[Opening The data section]

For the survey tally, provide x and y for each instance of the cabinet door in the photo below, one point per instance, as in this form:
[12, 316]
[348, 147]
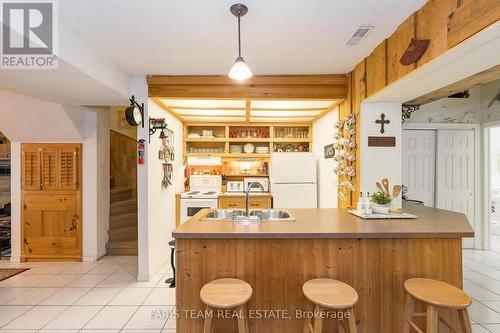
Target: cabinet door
[50, 169]
[30, 168]
[51, 225]
[68, 165]
[231, 202]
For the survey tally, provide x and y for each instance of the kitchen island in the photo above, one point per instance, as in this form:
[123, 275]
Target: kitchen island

[Closing The data section]

▸ **Task item**
Where does the word "kitchen" appear in the records? Copy every line that holds it.

▸ **Output for this task**
For the survey tally, provide x and y for each instance of the kitchen island in the photo above, one point per instance, as in this form:
Target: kitchen island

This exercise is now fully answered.